[start Records for processing]
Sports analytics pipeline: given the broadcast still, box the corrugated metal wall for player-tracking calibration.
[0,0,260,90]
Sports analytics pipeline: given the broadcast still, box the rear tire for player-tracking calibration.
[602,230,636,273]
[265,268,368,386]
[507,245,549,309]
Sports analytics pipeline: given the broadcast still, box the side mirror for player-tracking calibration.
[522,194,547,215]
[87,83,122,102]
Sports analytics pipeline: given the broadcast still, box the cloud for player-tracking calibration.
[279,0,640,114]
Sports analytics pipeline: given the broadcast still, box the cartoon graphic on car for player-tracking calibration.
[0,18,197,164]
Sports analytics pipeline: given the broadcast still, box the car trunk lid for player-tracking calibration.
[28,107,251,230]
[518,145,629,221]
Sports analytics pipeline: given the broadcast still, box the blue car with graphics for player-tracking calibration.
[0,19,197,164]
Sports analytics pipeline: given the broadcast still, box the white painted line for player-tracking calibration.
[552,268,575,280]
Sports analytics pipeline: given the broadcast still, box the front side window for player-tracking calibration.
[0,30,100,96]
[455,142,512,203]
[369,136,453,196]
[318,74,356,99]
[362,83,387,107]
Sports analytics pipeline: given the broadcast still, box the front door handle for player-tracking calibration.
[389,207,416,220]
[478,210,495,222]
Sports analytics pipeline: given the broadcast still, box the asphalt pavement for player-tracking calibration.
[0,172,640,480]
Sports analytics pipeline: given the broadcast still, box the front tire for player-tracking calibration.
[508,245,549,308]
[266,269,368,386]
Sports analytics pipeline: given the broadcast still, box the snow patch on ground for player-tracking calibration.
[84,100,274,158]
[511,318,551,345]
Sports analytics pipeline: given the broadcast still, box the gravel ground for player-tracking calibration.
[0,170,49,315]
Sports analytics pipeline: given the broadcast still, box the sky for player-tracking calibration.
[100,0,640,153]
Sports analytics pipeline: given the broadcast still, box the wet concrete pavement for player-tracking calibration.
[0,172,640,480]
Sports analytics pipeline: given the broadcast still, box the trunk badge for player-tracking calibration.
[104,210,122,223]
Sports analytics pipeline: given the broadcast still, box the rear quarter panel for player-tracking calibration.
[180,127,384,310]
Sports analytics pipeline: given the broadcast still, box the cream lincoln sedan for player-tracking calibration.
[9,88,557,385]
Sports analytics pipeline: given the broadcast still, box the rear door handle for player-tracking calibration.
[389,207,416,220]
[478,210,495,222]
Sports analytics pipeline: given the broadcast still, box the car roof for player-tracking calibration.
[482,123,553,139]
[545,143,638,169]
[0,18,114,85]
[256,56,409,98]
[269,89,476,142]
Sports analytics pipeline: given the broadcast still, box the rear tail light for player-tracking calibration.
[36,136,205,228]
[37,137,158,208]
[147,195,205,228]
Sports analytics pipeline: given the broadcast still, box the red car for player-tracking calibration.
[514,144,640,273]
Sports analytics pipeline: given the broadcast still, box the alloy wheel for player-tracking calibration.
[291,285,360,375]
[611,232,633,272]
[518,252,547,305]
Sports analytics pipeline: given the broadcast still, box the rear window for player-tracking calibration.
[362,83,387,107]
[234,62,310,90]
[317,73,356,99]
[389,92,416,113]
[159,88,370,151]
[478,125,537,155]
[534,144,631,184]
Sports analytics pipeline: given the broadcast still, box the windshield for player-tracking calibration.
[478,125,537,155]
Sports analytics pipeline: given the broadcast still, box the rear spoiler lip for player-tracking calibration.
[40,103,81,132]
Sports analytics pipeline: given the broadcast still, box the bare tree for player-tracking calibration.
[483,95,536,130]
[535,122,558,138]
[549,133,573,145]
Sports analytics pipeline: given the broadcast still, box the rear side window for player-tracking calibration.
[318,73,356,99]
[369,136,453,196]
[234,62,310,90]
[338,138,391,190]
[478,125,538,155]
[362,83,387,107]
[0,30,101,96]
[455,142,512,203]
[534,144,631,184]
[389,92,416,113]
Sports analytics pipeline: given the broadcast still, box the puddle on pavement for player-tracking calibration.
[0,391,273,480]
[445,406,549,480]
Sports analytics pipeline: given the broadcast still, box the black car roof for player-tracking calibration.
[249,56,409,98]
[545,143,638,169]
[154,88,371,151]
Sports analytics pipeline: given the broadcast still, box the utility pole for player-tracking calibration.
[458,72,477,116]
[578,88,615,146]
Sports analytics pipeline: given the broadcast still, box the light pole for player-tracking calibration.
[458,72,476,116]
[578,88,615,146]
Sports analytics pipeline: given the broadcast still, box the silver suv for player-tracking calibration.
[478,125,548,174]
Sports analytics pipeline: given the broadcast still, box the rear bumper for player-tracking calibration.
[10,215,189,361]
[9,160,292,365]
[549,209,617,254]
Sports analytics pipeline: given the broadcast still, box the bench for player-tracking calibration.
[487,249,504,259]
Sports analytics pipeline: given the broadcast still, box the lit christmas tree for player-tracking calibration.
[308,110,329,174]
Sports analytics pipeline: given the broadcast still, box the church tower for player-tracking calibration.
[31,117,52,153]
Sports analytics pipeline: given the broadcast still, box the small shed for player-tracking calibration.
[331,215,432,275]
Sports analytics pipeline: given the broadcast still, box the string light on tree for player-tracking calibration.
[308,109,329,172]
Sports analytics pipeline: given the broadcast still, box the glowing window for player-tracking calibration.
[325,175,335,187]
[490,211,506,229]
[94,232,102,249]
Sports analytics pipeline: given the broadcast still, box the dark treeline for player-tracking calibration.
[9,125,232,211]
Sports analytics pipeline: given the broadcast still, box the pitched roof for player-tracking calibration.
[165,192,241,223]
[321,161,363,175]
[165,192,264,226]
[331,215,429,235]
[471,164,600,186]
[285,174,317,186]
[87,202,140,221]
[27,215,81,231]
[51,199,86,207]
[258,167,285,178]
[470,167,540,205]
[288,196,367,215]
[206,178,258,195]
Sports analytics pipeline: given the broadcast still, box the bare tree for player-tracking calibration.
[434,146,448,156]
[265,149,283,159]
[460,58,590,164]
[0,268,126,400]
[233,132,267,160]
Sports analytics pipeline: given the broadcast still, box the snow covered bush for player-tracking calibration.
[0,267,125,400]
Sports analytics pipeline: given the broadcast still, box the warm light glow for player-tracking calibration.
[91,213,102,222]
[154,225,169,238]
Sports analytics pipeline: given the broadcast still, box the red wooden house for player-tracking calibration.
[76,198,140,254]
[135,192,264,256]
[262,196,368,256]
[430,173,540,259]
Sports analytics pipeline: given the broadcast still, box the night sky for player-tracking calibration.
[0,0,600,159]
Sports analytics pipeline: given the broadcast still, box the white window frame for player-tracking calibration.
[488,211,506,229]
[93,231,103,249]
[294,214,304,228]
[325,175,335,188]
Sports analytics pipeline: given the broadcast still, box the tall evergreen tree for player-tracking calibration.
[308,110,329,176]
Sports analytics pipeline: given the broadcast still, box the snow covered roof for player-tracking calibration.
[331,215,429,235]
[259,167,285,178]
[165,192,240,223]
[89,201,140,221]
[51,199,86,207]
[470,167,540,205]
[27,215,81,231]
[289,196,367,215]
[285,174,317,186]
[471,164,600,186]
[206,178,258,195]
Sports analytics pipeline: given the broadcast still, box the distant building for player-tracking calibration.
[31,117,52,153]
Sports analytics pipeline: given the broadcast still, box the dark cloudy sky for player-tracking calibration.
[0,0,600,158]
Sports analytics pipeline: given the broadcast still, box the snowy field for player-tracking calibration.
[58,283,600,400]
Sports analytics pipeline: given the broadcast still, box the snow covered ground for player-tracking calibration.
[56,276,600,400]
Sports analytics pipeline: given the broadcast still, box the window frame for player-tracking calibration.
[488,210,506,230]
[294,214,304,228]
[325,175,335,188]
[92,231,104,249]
[end Records for processing]
= To be done =
Return, unchanged, the stretch of lines from the one containing "white window frame for player-tracking calibration." through the final line above.

= Written answer =
Sports analytics pipeline: given the broadcast still, box the white window frame for player-tracking calibration.
[488,211,506,229]
[93,231,103,249]
[294,214,304,228]
[325,175,335,188]
Sports analytics pipeline: given the broadcast still, box the tall evergreen tree for player-tracking calibration.
[308,110,329,176]
Sports analytics pipeline: given the broadcast still, box the snow covered roof for player-tracking calibration.
[331,215,429,235]
[259,167,285,178]
[165,192,240,223]
[89,201,140,221]
[51,199,86,207]
[470,167,540,205]
[27,215,81,231]
[289,196,367,215]
[285,174,317,186]
[471,164,600,186]
[206,178,258,195]
Sports analytics pipeline: given the broadcast still, box the distant building for player-tracking calibration.
[31,117,52,153]
Sports analytics pipeline: given the broadcast still, box the dark cloudy sky for player-tracking calibration.
[0,0,600,158]
Sports analytics pipeline: given the broadcast still, box the snowy field for player-tracking calibration.
[58,283,600,400]
Sports analytics pipeline: given the broadcast still, box the snow covered ground for player-tracking calibration.
[56,276,600,400]
Sports analytics pipeline: given the broadcast still, box the window frame for player-tracking calibration.
[488,210,506,230]
[294,214,304,228]
[325,175,335,188]
[92,231,104,249]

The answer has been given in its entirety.